WHAT IS REQUIRED: From the source data below, pick out and copy each line that contains the string "rock".

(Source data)
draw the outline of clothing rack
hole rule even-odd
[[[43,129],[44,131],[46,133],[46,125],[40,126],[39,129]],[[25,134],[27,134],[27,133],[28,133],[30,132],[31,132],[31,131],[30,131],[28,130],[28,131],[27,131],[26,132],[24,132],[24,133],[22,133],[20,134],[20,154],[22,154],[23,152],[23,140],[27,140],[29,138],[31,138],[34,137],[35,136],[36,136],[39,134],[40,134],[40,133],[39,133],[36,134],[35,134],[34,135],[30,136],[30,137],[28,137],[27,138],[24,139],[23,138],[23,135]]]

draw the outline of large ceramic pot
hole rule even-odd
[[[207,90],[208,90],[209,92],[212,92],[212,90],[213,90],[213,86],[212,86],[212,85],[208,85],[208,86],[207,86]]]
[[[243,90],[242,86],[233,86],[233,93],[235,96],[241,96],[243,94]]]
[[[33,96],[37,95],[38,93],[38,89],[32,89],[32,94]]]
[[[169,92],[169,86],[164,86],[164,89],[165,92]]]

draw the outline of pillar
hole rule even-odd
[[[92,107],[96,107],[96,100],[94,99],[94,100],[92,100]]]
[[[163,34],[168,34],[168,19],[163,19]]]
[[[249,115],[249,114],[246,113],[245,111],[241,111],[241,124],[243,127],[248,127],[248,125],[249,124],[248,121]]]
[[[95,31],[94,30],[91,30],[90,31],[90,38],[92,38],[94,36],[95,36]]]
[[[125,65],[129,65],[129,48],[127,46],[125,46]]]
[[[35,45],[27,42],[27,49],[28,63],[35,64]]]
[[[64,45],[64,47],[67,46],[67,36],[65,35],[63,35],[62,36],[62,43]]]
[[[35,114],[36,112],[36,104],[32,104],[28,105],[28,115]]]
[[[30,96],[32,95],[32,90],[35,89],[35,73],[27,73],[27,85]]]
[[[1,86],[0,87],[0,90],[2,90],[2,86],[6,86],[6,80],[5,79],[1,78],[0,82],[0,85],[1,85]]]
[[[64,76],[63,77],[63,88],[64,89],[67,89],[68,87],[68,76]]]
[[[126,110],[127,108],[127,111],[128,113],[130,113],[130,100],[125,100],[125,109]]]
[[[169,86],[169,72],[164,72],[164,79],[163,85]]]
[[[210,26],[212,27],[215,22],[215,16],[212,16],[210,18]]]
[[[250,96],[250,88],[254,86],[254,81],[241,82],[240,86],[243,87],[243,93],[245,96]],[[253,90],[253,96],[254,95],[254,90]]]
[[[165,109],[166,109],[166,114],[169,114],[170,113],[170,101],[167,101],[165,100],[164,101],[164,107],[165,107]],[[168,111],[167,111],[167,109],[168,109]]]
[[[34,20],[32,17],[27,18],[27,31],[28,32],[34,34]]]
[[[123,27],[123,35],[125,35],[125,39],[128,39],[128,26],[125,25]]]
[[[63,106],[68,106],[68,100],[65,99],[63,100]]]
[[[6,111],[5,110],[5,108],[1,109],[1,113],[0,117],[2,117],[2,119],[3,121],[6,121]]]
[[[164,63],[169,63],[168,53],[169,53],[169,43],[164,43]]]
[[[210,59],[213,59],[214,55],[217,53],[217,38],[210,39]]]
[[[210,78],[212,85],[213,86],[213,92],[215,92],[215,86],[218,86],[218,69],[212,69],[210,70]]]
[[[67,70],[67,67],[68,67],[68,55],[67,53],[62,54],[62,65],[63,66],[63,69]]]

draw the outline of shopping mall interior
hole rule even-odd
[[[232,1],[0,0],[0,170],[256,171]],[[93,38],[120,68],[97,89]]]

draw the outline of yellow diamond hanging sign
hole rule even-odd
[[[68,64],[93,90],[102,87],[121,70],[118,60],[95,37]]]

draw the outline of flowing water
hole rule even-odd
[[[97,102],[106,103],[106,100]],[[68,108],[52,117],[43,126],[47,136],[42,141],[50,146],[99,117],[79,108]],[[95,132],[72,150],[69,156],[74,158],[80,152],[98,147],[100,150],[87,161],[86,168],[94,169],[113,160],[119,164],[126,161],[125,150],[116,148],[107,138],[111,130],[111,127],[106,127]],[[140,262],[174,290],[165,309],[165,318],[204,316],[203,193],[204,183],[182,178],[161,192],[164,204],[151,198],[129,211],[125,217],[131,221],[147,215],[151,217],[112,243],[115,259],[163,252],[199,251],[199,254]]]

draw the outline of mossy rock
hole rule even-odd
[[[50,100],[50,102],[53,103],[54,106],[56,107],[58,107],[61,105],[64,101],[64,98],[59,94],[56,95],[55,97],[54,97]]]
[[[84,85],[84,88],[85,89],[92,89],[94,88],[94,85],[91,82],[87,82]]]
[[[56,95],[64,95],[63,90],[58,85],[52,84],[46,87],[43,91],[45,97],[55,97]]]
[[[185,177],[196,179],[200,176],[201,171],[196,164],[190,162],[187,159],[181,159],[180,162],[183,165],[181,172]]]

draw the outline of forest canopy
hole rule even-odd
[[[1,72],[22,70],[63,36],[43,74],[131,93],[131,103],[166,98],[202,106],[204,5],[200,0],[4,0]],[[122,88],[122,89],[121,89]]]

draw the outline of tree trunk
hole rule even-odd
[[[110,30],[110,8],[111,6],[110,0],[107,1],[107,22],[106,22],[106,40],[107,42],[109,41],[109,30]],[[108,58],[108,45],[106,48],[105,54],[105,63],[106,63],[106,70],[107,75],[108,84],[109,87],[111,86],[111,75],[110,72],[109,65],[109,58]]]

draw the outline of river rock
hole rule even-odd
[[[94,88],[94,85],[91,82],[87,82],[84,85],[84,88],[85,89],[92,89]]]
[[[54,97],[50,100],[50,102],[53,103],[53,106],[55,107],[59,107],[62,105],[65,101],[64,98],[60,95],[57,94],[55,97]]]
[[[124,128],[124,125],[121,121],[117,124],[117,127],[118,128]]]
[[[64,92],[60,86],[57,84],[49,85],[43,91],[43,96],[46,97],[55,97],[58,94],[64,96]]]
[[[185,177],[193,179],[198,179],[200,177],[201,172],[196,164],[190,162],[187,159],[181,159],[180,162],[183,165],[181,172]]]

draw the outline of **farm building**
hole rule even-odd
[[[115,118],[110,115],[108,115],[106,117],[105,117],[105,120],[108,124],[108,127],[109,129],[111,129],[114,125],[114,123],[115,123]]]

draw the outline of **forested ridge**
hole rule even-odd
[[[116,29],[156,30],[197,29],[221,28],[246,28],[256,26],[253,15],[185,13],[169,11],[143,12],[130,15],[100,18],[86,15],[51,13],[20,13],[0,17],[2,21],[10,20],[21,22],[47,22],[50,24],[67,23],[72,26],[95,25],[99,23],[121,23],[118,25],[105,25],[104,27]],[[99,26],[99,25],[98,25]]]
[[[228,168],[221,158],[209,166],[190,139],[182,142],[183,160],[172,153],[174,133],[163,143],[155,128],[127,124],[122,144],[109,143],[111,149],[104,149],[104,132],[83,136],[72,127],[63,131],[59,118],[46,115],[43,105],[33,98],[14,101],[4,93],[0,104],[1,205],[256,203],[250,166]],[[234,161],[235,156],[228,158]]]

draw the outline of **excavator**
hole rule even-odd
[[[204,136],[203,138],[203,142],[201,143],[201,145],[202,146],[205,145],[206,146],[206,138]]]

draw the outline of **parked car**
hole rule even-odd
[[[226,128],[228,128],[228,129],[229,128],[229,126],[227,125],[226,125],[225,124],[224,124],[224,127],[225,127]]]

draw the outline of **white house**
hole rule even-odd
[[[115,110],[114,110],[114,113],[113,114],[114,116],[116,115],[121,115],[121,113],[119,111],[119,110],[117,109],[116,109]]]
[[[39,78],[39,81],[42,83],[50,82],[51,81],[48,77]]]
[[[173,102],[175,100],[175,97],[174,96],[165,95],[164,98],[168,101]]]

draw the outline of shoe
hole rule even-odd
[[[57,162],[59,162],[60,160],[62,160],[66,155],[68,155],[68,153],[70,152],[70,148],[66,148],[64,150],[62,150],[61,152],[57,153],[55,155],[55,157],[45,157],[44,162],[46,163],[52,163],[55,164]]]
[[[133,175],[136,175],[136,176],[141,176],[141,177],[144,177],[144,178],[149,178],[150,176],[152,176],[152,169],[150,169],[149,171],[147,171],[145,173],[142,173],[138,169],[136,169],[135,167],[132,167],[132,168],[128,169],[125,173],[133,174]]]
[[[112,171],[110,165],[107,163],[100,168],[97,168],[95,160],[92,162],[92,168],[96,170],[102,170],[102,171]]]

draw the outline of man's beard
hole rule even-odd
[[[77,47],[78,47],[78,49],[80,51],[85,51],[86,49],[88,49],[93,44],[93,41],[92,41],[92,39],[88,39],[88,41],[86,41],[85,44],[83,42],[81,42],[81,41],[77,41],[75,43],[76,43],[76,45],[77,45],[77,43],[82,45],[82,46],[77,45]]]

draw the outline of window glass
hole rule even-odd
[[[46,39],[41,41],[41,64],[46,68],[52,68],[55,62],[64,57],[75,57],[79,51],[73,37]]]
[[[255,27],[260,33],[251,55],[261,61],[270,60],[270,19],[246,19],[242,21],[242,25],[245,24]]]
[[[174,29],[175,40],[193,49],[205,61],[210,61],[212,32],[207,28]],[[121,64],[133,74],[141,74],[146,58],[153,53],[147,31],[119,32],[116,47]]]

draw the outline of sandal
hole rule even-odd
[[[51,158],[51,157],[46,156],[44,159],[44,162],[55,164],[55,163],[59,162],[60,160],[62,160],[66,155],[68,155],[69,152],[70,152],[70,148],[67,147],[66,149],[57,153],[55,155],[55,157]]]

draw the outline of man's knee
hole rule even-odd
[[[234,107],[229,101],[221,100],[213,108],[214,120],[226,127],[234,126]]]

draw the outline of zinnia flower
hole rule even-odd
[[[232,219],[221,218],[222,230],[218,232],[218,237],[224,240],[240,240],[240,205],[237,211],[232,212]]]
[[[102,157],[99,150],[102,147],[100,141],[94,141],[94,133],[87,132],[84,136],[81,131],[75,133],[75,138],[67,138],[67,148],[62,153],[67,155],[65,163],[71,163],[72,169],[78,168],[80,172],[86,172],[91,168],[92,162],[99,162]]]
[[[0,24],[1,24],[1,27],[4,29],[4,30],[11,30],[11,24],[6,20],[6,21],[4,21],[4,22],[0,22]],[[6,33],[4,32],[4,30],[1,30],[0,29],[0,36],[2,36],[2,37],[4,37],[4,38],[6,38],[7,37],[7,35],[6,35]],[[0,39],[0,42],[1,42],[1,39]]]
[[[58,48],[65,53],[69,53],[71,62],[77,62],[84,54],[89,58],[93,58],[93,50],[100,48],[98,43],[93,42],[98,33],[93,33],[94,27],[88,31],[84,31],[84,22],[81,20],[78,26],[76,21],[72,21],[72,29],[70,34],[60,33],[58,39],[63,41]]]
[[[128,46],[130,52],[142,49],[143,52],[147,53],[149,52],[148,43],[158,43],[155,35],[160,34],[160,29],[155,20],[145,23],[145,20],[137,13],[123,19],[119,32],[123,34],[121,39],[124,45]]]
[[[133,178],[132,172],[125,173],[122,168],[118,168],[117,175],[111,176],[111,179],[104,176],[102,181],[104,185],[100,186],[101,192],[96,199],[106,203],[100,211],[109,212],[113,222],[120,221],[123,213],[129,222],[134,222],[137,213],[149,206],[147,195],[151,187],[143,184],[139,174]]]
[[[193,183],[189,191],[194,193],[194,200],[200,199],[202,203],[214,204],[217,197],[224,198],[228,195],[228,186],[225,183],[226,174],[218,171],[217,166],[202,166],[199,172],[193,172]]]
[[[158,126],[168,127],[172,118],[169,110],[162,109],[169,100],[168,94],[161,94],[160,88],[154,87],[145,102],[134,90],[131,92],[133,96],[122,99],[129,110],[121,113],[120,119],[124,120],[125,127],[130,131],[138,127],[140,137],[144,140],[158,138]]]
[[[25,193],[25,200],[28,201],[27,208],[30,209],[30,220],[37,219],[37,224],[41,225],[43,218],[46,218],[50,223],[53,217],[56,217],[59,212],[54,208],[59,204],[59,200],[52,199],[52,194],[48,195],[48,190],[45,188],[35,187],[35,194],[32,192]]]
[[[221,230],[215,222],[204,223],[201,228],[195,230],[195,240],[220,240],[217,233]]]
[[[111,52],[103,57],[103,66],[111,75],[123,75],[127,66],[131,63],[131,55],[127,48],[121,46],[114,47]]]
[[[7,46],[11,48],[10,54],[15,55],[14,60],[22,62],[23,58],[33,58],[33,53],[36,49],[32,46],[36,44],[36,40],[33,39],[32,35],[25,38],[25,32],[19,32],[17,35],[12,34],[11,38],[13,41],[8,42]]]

OUTPUT OF THE TASK:
draw the outline of mossy rock
draw the outline of river rock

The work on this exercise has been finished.